• Written request A
Write out the stretch from "Andrea Chalupa: Exactly." through "his aluminum empire." in the transcript about Deripaska and Rusal, word for word.
• Written request B
Using the transcript about Deripaska and Rusal, answer:
(i) About what percentage ownership of his aluminum empire did Deripaska get to?
(ii) What 1990s conflict did Deripaska win?
(iii) Who is named as the new chairman of Rusal's board?

• Supplied passage
--- --- ---
Sarah Kendzior: That's the basis of every beautiful and healthy friendship.

Andrea Chalupa: Exactly.

Sarah Kendzior: Go on. [laughter]

Andrea Chalupa: And so I give a big chunk of my shares to Sarah, right? Then I take the other chunk of my shares and I put them into my podcast, Gaslit Nation, Inc. And so those shares are in that podcast. And then the rest go to my ex-husband--I don't have an ex-husband, but in this case, Deripaska's ex-wife, you know, she's keeping her shares. So long story short, Deripaska got to about 45 percent ownership of his aluminum empire.

But guess who he gave his shares away to? Reliable allies that he essentially controls, including his own charity which he founded. Okay? So he just moved it around. There's just smoke and mirrors. This was obvious. I mean, this guy won the Aluminum Wars of the 1990s. People died. It was an actual war over who, which mafia, which Russian mafia was going to control the highly lucrative aluminum of Russia. And guess who won? Deripaska. Do you think this is a guy that you can safely negotiate with, who isn't going to try something? Well he did. It was just reported on Monday that a confidential document showed that not only do Deripaska and his allies control Rusal, but in this deal he was able to write off a massive amount of debt at favorable rates to a bank that's sanctioned by Russia. And it gets even worse. As part of this deal, yeah it gets even worse, because this is the Trump regime we're talking about. It always gets even worse. And as part of this deal, there was even this French guy who's a well-known Kremlin propagandist, who is on this whole crusade to convince the West that it needs to legalize, you know, recognize Crimea. So he was put in charge of this board. So his name's Jean-Pierre Thomas. He's the new chairman of Rusal's board. He previously advised the former French President, Nicolas Sarkozy. If you've been following Sarkozy, he's, Sarkozy is as corrupt as they come. And more recently, this guy has been all over Russian state TV pushing conspiracy theories about chemical weapons in Syria, asserting that the Russian government couldn't have been involved in the poisoning of Sergei Skripal, all of it. Like, he's like a Kremlin wet dream of a Western useful idiot pushing their agenda. And as part of this deal with the U.S. Treasury, he is now the new chairman of the board. Of course he is. So to all of you Inside the Beltway policy wonks who are defending this deal, go look yourselves in the mirror and have a conversation with yourself about how you feel about human rights, and be honest with yourself, because from your very limited analysis it's very clear how you feel about human rights. And that's part of the problem of where the world is today.
--- --- ---
• Dataset entries
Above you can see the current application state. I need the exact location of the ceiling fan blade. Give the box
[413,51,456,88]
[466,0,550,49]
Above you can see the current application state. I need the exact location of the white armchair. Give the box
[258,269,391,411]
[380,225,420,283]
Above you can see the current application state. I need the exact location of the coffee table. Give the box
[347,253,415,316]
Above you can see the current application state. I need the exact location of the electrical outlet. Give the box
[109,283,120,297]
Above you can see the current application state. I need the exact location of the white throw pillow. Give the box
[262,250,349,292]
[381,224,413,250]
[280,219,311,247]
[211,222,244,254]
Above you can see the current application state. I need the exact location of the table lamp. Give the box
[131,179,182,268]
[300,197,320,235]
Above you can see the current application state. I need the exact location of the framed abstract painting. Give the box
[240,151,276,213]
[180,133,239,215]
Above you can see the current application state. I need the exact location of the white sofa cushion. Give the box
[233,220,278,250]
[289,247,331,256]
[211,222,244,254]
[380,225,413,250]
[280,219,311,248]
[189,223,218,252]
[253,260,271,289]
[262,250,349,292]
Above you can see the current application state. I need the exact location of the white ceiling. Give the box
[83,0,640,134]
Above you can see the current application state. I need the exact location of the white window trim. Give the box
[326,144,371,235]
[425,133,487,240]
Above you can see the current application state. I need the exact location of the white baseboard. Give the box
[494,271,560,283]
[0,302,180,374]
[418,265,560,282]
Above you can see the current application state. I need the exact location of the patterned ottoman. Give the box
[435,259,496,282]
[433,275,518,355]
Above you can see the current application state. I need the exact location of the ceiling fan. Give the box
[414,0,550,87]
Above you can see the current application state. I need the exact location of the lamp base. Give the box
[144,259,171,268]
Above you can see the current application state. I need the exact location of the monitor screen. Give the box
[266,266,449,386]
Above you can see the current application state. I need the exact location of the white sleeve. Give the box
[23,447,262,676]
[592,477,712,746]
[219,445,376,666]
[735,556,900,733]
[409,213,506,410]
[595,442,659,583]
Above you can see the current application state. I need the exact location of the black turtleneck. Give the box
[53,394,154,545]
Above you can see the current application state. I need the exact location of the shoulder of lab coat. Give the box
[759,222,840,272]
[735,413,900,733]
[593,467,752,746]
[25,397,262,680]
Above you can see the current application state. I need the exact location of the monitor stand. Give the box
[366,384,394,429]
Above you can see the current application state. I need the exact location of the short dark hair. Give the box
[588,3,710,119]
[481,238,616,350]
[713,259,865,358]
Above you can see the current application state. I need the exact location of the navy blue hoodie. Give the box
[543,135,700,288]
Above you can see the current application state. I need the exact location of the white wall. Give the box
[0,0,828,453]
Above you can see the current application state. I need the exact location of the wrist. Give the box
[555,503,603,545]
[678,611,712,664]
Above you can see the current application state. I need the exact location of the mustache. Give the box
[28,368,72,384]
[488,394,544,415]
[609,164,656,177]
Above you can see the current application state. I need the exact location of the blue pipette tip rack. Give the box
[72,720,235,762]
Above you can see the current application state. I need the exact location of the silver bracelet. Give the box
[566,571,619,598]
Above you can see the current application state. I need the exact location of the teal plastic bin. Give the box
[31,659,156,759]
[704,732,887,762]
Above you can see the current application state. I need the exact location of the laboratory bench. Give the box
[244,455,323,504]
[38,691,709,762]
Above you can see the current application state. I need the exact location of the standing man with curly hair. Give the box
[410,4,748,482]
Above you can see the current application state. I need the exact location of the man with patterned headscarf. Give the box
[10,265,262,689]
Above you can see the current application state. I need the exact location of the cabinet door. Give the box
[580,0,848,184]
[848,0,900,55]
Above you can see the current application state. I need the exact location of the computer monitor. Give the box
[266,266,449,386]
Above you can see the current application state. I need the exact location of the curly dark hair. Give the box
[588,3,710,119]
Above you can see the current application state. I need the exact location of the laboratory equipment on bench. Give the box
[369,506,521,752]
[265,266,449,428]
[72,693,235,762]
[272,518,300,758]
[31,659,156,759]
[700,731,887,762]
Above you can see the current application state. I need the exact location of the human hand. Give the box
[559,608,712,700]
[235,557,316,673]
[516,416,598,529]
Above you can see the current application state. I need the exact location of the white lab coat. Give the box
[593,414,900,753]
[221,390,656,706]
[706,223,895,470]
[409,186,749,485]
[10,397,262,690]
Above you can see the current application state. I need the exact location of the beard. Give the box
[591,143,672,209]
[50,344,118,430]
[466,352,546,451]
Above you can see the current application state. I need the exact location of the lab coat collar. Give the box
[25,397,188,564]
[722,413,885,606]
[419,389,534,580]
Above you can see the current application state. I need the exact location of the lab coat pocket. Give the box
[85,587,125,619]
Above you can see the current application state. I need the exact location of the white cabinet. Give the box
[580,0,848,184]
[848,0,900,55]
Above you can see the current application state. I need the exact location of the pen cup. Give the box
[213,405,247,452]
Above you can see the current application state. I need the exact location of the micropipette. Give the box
--- --- ---
• Exercise output A
Andrea Chalupa: Exactly.

Sarah Kendzior: Go on. [laughter]

Andrea Chalupa: And so I give a big chunk of my shares to Sarah, right? Then I take the other chunk of my shares and I put them into my podcast, Gaslit Nation, Inc. And so those shares are in that podcast. And then the rest go to my ex-husband--I don't have an ex-husband, but in this case, Deripaska's ex-wife, you know, she's keeping her shares. So long story short, Deripaska got to about 45 percent ownership of his aluminum empire.

• Exercise output B
(i) About 45 percent
(ii) The Aluminum Wars
(iii) Jean-Pierre Thomas